Dataset excerpts on object pointing

<<<<

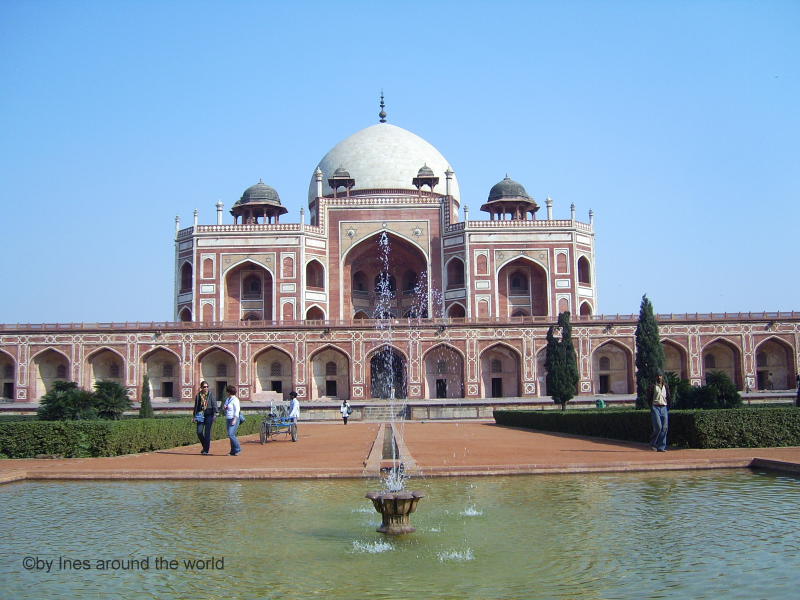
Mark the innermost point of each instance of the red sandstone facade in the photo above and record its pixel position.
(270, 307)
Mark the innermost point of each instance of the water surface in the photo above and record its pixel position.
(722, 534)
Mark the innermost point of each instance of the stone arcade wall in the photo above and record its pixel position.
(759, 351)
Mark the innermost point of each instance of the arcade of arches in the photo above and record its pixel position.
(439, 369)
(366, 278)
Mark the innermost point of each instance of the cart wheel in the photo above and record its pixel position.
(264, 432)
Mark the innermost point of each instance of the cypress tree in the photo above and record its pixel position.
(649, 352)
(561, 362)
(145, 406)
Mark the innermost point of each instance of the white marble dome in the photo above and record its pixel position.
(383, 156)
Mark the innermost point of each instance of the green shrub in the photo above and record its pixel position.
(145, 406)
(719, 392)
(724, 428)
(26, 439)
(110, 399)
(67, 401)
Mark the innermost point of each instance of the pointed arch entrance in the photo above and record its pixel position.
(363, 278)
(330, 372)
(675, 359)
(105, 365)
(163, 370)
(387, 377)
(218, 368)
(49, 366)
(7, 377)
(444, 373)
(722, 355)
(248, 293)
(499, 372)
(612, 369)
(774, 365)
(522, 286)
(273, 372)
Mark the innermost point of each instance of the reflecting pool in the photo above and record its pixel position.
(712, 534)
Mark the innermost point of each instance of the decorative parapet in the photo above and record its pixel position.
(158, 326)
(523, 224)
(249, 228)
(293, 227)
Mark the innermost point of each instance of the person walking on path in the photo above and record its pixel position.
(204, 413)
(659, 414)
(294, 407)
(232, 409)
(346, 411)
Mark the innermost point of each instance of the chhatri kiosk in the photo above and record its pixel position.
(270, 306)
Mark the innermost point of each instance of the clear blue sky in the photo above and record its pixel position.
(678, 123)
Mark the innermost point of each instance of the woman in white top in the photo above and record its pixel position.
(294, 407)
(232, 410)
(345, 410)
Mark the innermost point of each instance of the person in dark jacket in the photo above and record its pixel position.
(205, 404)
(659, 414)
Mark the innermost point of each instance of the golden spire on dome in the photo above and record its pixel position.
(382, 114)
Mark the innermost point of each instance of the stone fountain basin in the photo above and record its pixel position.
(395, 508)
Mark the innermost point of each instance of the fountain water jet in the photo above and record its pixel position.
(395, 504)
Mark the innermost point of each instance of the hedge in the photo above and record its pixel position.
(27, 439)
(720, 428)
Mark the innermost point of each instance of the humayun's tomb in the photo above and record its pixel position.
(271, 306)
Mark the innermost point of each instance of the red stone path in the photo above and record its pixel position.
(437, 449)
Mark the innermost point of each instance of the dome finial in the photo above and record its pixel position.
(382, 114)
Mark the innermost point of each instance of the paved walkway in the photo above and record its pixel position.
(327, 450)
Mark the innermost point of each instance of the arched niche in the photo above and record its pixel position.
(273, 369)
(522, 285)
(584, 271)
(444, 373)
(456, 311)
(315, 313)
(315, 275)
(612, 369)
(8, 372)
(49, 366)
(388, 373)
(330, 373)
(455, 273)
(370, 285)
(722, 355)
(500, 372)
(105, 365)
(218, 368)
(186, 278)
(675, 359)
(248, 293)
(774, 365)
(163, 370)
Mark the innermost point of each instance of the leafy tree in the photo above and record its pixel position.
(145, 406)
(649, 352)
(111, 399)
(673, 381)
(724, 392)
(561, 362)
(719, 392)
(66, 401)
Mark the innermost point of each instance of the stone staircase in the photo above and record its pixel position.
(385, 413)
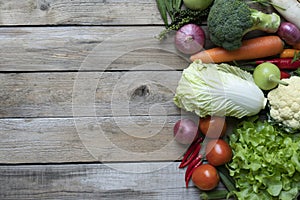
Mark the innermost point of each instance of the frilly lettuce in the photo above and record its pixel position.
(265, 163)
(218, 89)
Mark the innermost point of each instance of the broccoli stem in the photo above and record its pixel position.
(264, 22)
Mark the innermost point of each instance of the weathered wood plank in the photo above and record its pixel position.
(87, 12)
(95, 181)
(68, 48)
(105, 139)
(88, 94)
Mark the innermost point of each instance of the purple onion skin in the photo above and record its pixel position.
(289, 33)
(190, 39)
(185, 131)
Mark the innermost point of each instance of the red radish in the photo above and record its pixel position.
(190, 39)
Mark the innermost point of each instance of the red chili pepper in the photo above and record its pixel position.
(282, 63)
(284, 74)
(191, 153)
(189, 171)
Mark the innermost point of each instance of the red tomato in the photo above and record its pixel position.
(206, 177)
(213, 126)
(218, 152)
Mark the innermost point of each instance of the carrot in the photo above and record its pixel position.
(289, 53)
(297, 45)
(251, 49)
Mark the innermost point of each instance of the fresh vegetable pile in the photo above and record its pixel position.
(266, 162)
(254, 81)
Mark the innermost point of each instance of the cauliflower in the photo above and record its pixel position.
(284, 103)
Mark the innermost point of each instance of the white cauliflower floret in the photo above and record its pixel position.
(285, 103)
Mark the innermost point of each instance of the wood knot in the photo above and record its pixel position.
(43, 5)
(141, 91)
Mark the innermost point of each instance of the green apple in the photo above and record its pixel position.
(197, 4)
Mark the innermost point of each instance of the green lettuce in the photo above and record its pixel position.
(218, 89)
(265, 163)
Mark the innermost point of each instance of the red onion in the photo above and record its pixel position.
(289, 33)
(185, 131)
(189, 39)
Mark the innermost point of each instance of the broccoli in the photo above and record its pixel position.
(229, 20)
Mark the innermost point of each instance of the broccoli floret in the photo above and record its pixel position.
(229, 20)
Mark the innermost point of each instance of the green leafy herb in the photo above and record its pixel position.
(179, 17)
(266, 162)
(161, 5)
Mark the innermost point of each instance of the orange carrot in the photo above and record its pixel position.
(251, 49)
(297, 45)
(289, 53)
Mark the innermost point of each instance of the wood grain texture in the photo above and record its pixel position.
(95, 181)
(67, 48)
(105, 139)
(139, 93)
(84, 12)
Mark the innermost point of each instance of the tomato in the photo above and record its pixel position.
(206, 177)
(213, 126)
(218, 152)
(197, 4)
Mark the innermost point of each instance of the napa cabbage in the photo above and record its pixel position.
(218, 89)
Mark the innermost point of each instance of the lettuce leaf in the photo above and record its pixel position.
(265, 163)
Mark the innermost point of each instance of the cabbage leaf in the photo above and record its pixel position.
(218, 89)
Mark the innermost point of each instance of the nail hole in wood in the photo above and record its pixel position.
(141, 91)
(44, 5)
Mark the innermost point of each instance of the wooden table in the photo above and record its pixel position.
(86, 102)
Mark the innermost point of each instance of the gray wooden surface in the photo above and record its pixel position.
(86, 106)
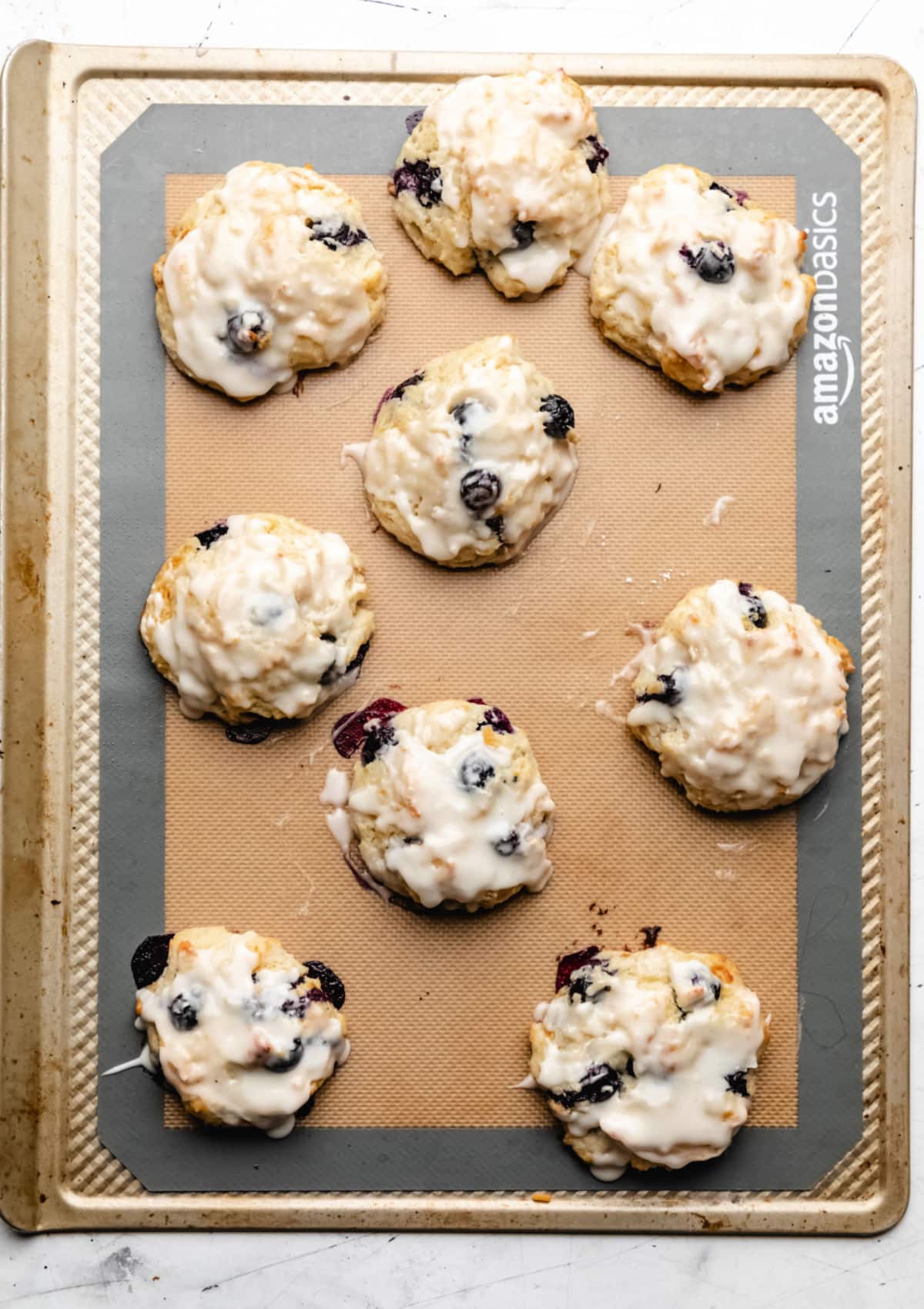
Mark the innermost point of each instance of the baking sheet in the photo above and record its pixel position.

>>>>

_Exercise task:_
Can the lines from the one with "Mark the innermost point of each instance of the lettuce" to the end of the records above be quoted exactly, both ends included, with every picture omitted?

_Exercise output:_
Mark the innermost point of each instance of the lettuce leaf in the photo above and record its pixel position.
(265, 163)
Mark the innermost point of each instance of the cabbage leaf in the photo above and record its pixel position.
(218, 89)
Mark the innermost point of each instance of the nail hole in wood in the photo above and record its pixel position.
(141, 91)
(44, 5)
Mark the innermost point of each instance of the wooden table in the photo above and record its pixel position.
(86, 102)
Mark the innermost point of each instance of the gray wooden surface in the photo above and record its pixel position.
(86, 106)
Mark the innermost point of each instance of the baking sheet in the photo above and record its pixel position.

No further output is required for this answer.